### Text block:
------------------------------------------------
Baranzini was impressed with the revelation. “I was surprised to see that everything was working,” he says. “It felt like, ‘Can this be too good to be true?’ ”
Digging into the details — First, it’s key to learn about isoflavones, a nutrient present in many common foods, and what it does in the body.
Foods rich in isoflavones include:
- Other beans and legumes.
Our guts can’t naturally break down isoflavones, so we host a strain of bacteria that do the hard work of metabolizing them.
While beans and legumes offer myriad benefits, it’s not the isoflavone itself that is the secret ingredient to health. Rather, it’s the type of bacteria in our gut microbiome that metabolize the isoflavone. If you introduce isoflavone by eating lots of beans and peanuts, then the bacteria will flourish.
How they did it — In this study, the researchers fed a group of mice infected with an experimental version of MS an isoflavone-rich diet and also fed another group of infected mice an isoflavone-free diet.
The mice that ate the isoflavone-free diet deteriorated far more rapidly over the course of three weeks, while the mice that ate the isoflavones deteriorated at a much slower rate.
The reason for this effect has to do with how the different elements of the microbiome work together to safeguard our body’s health, according to Ashutosh Mangalam, the study’s corresponding author and a pathology professor at the University of Iowa’s Carver College of Medicine. He likens the gut microbiome to a town. The town doctor is one of the most crucial elements, and if you remove the doctor, then the town as a whole suffers. But, if the doctor comes back, then the town can recover.
------------------------------------------------
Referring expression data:
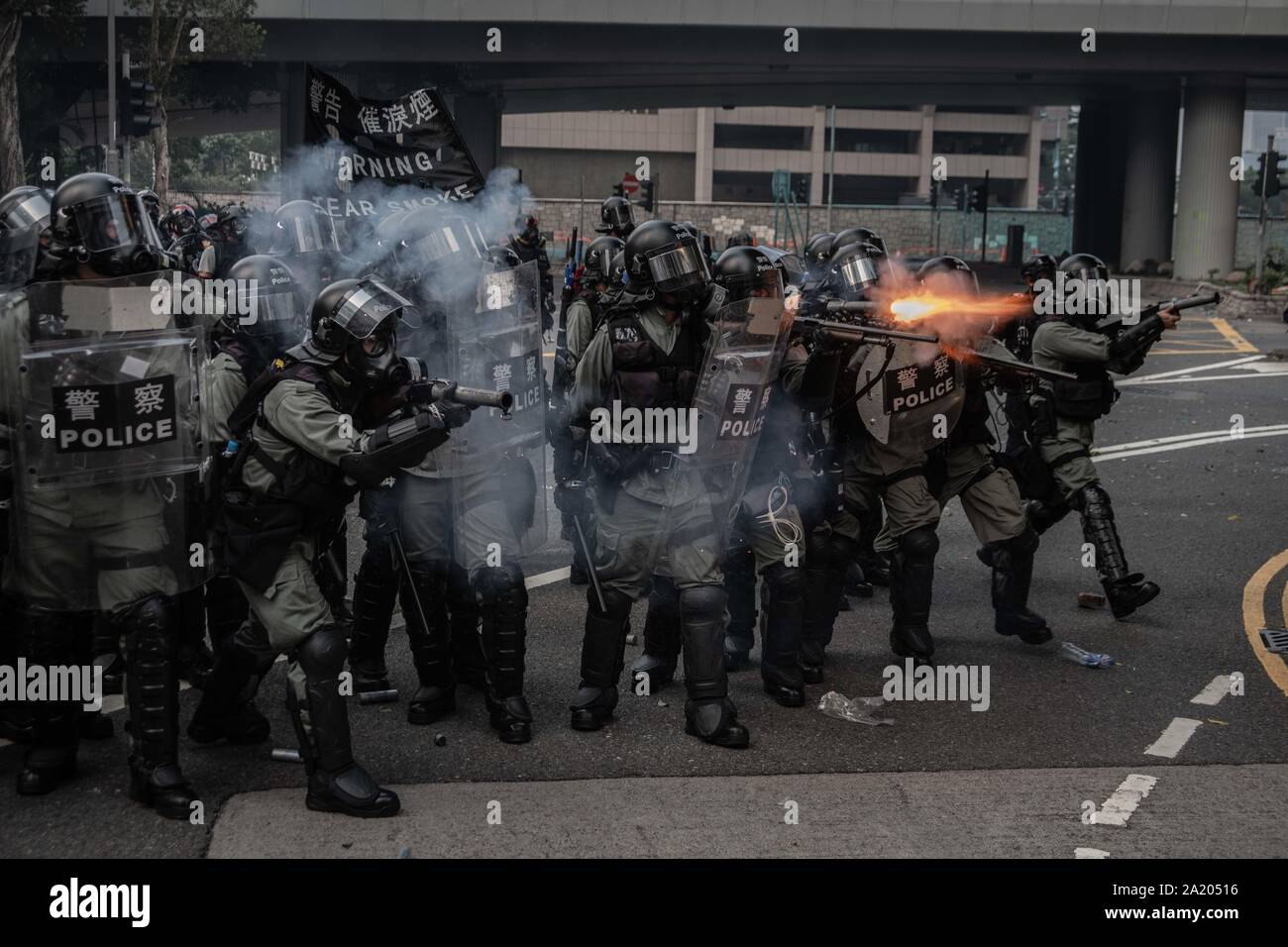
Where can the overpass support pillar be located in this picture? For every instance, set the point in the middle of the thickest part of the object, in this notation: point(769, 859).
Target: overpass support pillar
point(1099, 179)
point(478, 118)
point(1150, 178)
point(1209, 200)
------------------------------------------------
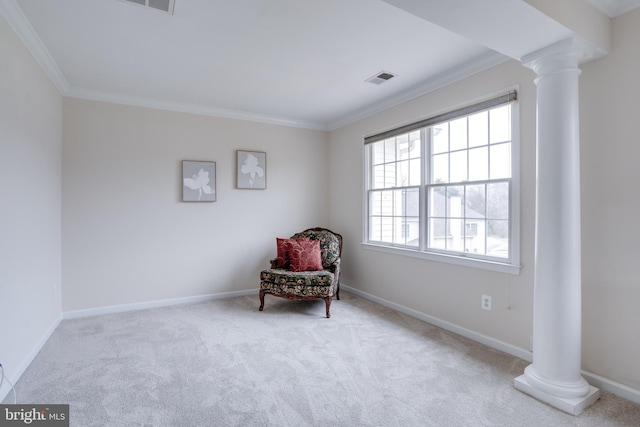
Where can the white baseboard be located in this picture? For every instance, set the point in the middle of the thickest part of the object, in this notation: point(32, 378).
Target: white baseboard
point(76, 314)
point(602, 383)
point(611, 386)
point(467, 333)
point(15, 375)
------------------------------------------------
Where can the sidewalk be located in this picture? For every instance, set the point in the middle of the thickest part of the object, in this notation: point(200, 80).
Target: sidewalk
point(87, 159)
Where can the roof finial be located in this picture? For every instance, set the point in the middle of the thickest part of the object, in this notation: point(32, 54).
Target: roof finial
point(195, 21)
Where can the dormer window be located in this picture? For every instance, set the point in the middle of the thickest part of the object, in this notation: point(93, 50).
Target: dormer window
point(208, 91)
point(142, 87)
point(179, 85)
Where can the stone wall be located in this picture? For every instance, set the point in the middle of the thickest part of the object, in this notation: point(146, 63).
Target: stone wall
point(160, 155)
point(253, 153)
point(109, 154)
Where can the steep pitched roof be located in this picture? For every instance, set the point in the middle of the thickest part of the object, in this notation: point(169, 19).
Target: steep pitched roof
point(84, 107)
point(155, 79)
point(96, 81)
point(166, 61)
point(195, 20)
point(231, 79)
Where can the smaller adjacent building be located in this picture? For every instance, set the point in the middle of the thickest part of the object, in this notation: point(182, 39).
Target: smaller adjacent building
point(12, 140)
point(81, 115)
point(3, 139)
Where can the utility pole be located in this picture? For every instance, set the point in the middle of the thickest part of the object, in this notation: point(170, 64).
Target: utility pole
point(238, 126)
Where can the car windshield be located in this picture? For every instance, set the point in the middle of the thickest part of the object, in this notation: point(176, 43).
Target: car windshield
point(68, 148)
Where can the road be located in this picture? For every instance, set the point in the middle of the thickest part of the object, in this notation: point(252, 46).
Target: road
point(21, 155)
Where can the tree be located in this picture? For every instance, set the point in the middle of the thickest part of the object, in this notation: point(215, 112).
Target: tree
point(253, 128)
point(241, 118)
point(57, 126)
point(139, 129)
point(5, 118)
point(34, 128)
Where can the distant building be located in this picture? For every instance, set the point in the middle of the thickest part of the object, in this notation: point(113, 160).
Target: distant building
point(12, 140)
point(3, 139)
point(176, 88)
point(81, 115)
------------------------------------------------
### Aim of the task:
Please answer from the isoflavone article: what does Ashutosh Mangalam compare the gut microbiome to?

### Written answer:
A town.